=== Given request ===
Leave out the pictures, then reproduce the rest of the material exactly.

(begin)

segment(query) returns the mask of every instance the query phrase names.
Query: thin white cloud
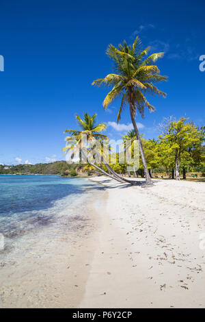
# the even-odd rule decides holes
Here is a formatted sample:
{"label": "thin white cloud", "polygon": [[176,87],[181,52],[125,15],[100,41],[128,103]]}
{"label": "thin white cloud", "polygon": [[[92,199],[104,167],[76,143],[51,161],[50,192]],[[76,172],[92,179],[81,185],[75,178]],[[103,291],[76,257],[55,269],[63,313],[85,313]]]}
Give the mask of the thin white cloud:
{"label": "thin white cloud", "polygon": [[148,23],[148,25],[140,25],[137,29],[135,30],[135,32],[133,32],[131,35],[131,38],[133,38],[136,36],[137,35],[139,35],[141,34],[142,32],[145,32],[146,30],[148,30],[148,29],[154,29],[155,28],[155,26],[152,25],[152,23]]}
{"label": "thin white cloud", "polygon": [[46,156],[45,158],[45,160],[46,160],[46,162],[55,162],[55,161],[56,161],[55,158],[56,158],[56,156],[55,156],[55,154],[54,154],[51,157]]}
{"label": "thin white cloud", "polygon": [[20,163],[22,162],[22,160],[20,159],[20,158],[15,158],[16,161],[17,161],[18,163]]}
{"label": "thin white cloud", "polygon": [[[111,126],[115,131],[122,132],[122,131],[130,131],[133,128],[133,123],[128,124],[117,124],[116,122],[108,122],[108,126]],[[137,123],[137,126],[139,129],[143,129],[144,125],[140,123]]]}
{"label": "thin white cloud", "polygon": [[32,164],[32,163],[29,162],[29,161],[28,160],[25,160],[25,162],[24,162],[24,164]]}
{"label": "thin white cloud", "polygon": [[170,45],[168,42],[156,39],[150,43],[152,51],[167,53],[169,50]]}

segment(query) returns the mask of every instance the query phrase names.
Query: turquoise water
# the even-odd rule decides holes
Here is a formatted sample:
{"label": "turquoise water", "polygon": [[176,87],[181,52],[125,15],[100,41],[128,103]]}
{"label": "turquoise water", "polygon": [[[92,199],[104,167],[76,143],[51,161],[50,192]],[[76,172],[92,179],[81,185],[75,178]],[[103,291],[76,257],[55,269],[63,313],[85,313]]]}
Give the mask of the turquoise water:
{"label": "turquoise water", "polygon": [[91,197],[93,186],[85,178],[0,175],[0,233],[13,240],[53,224],[66,207],[78,215],[79,205]]}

(end)

=== Task response ===
segment(query) returns the mask of every instance the query phrase names.
Query: thin white cloud
# the even-odd rule decides holes
Here is a formatted sample:
{"label": "thin white cloud", "polygon": [[176,87],[181,52],[125,15],[100,41],[128,103]]}
{"label": "thin white cloud", "polygon": [[[92,199],[104,167],[76,143],[51,161],[50,192]],[[76,172],[92,179],[81,185],[75,178]],[[103,291],[76,257],[55,269],[63,313],[85,313]]]}
Give the mask of the thin white cloud:
{"label": "thin white cloud", "polygon": [[148,23],[148,25],[140,25],[137,29],[135,30],[135,32],[133,32],[131,35],[131,38],[133,38],[136,36],[137,35],[139,35],[141,34],[142,32],[145,32],[146,30],[148,30],[148,29],[154,29],[155,28],[155,26],[152,25],[152,23]]}
{"label": "thin white cloud", "polygon": [[46,156],[45,158],[45,160],[46,160],[46,162],[55,162],[55,161],[56,161],[55,158],[56,158],[56,156],[55,156],[55,154],[54,154],[51,157]]}
{"label": "thin white cloud", "polygon": [[20,163],[22,162],[22,160],[20,159],[20,158],[15,158],[16,161],[17,161],[18,163]]}
{"label": "thin white cloud", "polygon": [[[111,126],[115,131],[122,132],[122,131],[130,131],[133,128],[133,123],[128,124],[117,124],[116,122],[108,122],[108,126]],[[137,123],[137,126],[139,129],[143,129],[144,125],[140,123]]]}
{"label": "thin white cloud", "polygon": [[32,164],[32,163],[29,162],[29,161],[28,160],[25,160],[25,162],[24,162],[24,164]]}
{"label": "thin white cloud", "polygon": [[170,45],[168,42],[156,39],[150,43],[152,51],[167,53],[169,50]]}

segment(query) returns the mask of every instance the query phrase names.
Query: turquoise water
# the even-odd rule decides holes
Here is a formatted sample:
{"label": "turquoise water", "polygon": [[176,87],[181,52],[125,15],[100,41],[128,103]]}
{"label": "turquoise water", "polygon": [[[92,199],[104,167],[76,143],[51,161],[50,192]],[[76,172],[92,179],[81,185],[75,178]],[[103,291],[76,257],[55,269],[63,313],[85,313]]]}
Give the mask of the turquoise water:
{"label": "turquoise water", "polygon": [[91,197],[93,186],[85,178],[0,175],[0,233],[13,240],[53,224],[66,207],[78,215],[79,205]]}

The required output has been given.